What to do ▸ Write out the records below once more, exactly as they stand.

Position identification records:
--- BEGIN ---

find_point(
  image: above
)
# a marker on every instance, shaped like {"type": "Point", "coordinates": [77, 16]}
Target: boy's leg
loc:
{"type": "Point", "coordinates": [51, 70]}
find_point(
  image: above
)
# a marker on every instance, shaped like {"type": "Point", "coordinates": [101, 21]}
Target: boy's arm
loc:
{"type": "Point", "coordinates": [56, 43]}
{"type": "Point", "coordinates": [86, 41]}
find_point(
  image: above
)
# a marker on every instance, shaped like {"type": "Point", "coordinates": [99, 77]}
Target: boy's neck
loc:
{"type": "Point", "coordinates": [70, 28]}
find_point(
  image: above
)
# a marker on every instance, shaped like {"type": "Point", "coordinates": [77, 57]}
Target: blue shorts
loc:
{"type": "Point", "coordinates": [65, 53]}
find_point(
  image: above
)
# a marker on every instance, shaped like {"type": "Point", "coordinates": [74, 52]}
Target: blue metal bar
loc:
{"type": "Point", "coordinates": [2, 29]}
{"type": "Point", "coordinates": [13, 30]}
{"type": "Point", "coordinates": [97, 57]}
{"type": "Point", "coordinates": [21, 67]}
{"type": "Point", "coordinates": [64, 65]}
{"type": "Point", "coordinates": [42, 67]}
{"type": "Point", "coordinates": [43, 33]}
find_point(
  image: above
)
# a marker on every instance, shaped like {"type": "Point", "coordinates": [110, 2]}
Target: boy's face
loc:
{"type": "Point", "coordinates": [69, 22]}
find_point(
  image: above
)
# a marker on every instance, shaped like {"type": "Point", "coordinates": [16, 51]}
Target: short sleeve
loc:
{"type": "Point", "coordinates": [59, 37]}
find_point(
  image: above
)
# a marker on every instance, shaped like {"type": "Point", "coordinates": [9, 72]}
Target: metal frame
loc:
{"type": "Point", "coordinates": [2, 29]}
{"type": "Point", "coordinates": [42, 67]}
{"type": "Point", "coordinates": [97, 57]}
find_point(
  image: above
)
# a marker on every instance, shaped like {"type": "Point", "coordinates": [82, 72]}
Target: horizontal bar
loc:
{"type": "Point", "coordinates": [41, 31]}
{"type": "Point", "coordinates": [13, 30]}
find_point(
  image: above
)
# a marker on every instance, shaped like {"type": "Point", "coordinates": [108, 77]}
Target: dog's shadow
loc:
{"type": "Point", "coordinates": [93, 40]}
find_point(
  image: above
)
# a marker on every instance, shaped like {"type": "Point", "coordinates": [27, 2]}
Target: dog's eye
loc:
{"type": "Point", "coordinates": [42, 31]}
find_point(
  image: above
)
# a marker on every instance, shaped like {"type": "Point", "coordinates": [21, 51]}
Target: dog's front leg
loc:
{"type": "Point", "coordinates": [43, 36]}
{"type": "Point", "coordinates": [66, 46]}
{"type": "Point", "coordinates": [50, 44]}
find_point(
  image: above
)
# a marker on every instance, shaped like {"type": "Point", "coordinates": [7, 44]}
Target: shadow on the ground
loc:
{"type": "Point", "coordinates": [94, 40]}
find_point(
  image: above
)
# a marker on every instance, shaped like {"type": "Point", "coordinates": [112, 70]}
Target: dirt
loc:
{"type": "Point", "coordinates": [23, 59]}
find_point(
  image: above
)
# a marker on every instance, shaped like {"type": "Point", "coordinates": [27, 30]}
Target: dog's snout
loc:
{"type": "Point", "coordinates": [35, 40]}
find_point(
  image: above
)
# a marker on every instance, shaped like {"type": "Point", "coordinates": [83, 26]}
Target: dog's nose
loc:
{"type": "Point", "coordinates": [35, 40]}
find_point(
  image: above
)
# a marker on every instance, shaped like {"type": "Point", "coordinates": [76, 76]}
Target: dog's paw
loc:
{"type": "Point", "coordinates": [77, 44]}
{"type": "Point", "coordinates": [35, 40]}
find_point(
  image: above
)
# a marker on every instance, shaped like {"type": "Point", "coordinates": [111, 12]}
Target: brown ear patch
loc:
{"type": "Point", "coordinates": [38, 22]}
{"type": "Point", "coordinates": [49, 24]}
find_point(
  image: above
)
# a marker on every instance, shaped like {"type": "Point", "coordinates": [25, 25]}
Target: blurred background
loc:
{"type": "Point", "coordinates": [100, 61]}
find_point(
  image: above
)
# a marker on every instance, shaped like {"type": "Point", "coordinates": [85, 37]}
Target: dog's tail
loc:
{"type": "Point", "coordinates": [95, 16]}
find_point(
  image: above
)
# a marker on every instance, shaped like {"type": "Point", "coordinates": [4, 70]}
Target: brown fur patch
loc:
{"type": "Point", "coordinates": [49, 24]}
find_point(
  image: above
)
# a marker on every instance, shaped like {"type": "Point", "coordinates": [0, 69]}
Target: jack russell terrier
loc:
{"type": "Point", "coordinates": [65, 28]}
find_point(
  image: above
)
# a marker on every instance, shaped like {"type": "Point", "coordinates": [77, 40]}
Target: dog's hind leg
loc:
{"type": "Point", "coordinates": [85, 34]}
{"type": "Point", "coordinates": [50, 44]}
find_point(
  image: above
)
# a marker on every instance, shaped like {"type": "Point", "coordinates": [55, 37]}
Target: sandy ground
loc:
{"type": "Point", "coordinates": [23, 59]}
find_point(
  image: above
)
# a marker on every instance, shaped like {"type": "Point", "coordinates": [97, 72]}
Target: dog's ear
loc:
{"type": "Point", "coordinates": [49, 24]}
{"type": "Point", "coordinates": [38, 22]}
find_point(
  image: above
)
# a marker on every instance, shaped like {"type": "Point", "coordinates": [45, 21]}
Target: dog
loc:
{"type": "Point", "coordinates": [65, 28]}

--- END ---

Task solution ▸
find_point(
  image: above
)
# a marker on every instance, shaped like {"type": "Point", "coordinates": [77, 16]}
Target: boy's leg
loc:
{"type": "Point", "coordinates": [51, 70]}
find_point(
  image: above
)
# a marker on every instance, shaped like {"type": "Point", "coordinates": [101, 21]}
Target: boy's arm
loc:
{"type": "Point", "coordinates": [56, 43]}
{"type": "Point", "coordinates": [86, 41]}
find_point(
  image: above
)
# a marker on every instance, shaped like {"type": "Point", "coordinates": [99, 77]}
Target: boy's neck
loc:
{"type": "Point", "coordinates": [70, 28]}
find_point(
  image: above
)
# a marker on every instance, shaped like {"type": "Point", "coordinates": [77, 57]}
Target: blue shorts
loc:
{"type": "Point", "coordinates": [65, 53]}
find_point(
  image: above
)
# a marker on every instance, shaped like {"type": "Point", "coordinates": [74, 52]}
Target: blue metal bar
loc:
{"type": "Point", "coordinates": [2, 29]}
{"type": "Point", "coordinates": [13, 30]}
{"type": "Point", "coordinates": [97, 57]}
{"type": "Point", "coordinates": [21, 67]}
{"type": "Point", "coordinates": [64, 65]}
{"type": "Point", "coordinates": [42, 67]}
{"type": "Point", "coordinates": [43, 33]}
find_point(
  image: above
)
# a marker on every instance, shaped like {"type": "Point", "coordinates": [110, 2]}
Target: boy's face
loc:
{"type": "Point", "coordinates": [69, 22]}
find_point(
  image: above
)
# a marker on every instance, shaped like {"type": "Point", "coordinates": [16, 51]}
Target: short sleeve
loc:
{"type": "Point", "coordinates": [59, 37]}
find_point(
  image: above
)
# a marker on every instance, shaped like {"type": "Point", "coordinates": [9, 72]}
Target: metal frame
loc:
{"type": "Point", "coordinates": [2, 29]}
{"type": "Point", "coordinates": [42, 67]}
{"type": "Point", "coordinates": [97, 57]}
find_point(
  image: above
)
# a marker on every instance, shaped like {"type": "Point", "coordinates": [82, 72]}
Target: horizontal bar
loc:
{"type": "Point", "coordinates": [41, 31]}
{"type": "Point", "coordinates": [13, 30]}
find_point(
  image: above
)
# a marker on every instance, shaped like {"type": "Point", "coordinates": [108, 77]}
Target: dog's shadow
loc:
{"type": "Point", "coordinates": [93, 40]}
find_point(
  image: above
)
# a marker on every instance, shaped like {"type": "Point", "coordinates": [27, 2]}
Target: dog's eye
loc:
{"type": "Point", "coordinates": [42, 31]}
find_point(
  image: above
)
# a marker on every instance, shaped like {"type": "Point", "coordinates": [21, 51]}
Target: dog's front leg
loc:
{"type": "Point", "coordinates": [43, 36]}
{"type": "Point", "coordinates": [66, 46]}
{"type": "Point", "coordinates": [50, 44]}
find_point(
  image: above
)
# a marker on every instance, shaped like {"type": "Point", "coordinates": [7, 44]}
Target: shadow on the ground
loc:
{"type": "Point", "coordinates": [94, 40]}
find_point(
  image: above
)
# a marker on every instance, shaped like {"type": "Point", "coordinates": [112, 70]}
Target: dirt
loc:
{"type": "Point", "coordinates": [23, 59]}
find_point(
  image: above
)
# a marker on every instance, shaped like {"type": "Point", "coordinates": [27, 30]}
Target: dog's snout
loc:
{"type": "Point", "coordinates": [35, 40]}
find_point(
  image: above
)
# a marker on every instance, shaped like {"type": "Point", "coordinates": [83, 26]}
Target: dog's nose
loc:
{"type": "Point", "coordinates": [35, 40]}
find_point(
  image: above
)
# a marker on every instance, shaped like {"type": "Point", "coordinates": [76, 76]}
Target: dog's paw
loc:
{"type": "Point", "coordinates": [77, 44]}
{"type": "Point", "coordinates": [35, 40]}
find_point(
  image: above
)
# a marker on every instance, shaped like {"type": "Point", "coordinates": [111, 12]}
Target: brown ear patch
loc:
{"type": "Point", "coordinates": [38, 22]}
{"type": "Point", "coordinates": [49, 24]}
find_point(
  image: above
)
# a marker on every instance, shaped like {"type": "Point", "coordinates": [25, 25]}
Target: blurred background
loc:
{"type": "Point", "coordinates": [100, 61]}
find_point(
  image: above
)
# a marker on every instance, shaped like {"type": "Point", "coordinates": [85, 37]}
Target: dog's tail
loc:
{"type": "Point", "coordinates": [95, 16]}
find_point(
  image: above
)
# a marker on every instance, shaped like {"type": "Point", "coordinates": [4, 70]}
Target: brown fur patch
loc:
{"type": "Point", "coordinates": [49, 24]}
find_point(
  image: above
)
# a marker on every instance, shaped like {"type": "Point", "coordinates": [0, 69]}
Target: jack russell terrier
loc:
{"type": "Point", "coordinates": [65, 28]}
find_point(
  image: above
)
# a marker on every instance, shaped like {"type": "Point", "coordinates": [77, 40]}
Target: dog's hind leg
loc:
{"type": "Point", "coordinates": [85, 34]}
{"type": "Point", "coordinates": [50, 44]}
find_point(
  image: above
)
# a marker on every instance, shaped like {"type": "Point", "coordinates": [55, 37]}
Target: sandy ground
loc:
{"type": "Point", "coordinates": [23, 59]}
find_point(
  image: above
)
# a marker on every instance, shaped like {"type": "Point", "coordinates": [97, 72]}
Target: dog's ear
loc:
{"type": "Point", "coordinates": [49, 24]}
{"type": "Point", "coordinates": [38, 22]}
find_point(
  image: above
)
# a marker on every instance, shaped like {"type": "Point", "coordinates": [45, 21]}
Target: dog
loc:
{"type": "Point", "coordinates": [65, 28]}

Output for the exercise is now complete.